**WHAT YOU NEED TO DO**
Extract the part of the data that opens with the line containing "Where can you spot the coat" and closes with the line containing "column 226, row 250", both included, and reproduce those lines verbatim.

»»

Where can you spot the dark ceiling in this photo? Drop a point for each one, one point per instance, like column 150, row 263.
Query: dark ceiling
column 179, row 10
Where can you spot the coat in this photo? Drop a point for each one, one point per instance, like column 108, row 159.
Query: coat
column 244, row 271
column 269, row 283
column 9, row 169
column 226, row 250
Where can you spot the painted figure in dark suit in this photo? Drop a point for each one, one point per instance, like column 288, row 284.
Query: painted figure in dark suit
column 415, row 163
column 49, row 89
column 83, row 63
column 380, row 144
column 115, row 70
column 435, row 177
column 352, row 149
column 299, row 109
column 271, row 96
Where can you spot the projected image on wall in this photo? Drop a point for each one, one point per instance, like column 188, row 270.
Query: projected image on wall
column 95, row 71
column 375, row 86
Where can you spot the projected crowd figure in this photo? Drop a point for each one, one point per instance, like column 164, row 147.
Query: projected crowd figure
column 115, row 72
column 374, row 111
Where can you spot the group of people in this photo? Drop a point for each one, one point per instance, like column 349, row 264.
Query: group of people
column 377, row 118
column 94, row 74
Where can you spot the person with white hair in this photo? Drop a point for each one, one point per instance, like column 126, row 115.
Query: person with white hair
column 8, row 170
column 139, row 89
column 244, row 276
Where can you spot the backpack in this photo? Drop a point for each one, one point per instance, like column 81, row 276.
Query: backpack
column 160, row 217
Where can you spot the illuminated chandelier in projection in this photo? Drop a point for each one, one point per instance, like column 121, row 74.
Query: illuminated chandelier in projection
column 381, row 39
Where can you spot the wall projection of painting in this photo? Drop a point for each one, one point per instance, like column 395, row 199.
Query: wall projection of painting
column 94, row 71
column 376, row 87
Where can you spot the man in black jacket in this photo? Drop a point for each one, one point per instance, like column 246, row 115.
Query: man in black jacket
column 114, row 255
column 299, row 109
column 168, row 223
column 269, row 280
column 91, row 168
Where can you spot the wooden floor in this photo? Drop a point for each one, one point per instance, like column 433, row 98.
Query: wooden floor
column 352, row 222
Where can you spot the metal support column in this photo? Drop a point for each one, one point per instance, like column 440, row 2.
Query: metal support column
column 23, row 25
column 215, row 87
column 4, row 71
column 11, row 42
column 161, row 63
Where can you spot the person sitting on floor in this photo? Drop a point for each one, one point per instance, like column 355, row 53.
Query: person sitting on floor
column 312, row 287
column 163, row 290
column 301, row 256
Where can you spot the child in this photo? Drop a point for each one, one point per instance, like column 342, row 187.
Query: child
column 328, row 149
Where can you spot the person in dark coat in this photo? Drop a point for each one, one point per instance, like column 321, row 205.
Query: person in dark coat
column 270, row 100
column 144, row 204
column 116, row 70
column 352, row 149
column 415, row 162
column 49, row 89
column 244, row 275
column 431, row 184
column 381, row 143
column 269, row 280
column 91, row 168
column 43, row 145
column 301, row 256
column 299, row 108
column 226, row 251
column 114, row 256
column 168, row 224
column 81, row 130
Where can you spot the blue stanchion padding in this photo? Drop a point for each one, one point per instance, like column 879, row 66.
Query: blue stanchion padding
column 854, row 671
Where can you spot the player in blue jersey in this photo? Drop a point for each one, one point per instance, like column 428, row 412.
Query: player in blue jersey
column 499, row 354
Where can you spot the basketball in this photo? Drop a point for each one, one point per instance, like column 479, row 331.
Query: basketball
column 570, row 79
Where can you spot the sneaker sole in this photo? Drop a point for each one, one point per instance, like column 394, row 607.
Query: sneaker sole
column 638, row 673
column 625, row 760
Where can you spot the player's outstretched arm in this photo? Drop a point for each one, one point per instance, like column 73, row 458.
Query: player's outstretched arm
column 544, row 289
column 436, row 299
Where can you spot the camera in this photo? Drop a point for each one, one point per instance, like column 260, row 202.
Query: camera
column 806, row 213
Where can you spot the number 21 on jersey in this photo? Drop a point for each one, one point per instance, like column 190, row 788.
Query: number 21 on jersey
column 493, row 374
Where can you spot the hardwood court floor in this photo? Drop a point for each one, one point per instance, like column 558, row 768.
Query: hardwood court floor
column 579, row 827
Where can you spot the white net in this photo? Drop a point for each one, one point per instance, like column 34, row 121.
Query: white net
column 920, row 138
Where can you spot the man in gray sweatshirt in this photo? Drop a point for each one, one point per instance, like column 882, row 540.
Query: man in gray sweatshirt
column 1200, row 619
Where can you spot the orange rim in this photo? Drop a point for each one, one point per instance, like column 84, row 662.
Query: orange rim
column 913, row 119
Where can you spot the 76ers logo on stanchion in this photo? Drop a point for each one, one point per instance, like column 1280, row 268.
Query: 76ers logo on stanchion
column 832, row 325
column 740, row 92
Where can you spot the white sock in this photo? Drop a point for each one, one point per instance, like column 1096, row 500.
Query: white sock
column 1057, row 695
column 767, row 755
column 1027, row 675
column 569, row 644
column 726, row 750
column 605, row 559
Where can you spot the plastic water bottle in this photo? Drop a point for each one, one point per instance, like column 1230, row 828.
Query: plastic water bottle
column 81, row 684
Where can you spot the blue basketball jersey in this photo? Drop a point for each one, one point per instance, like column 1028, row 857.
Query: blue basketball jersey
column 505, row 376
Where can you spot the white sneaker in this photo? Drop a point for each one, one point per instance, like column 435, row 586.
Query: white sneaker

««

**ANSWER TO THIS TASK**
Where can you spot the coat in this photo? Drop a point for each one, one point per instance, like column 108, row 159.
Query: coat
column 244, row 271
column 269, row 283
column 9, row 169
column 226, row 250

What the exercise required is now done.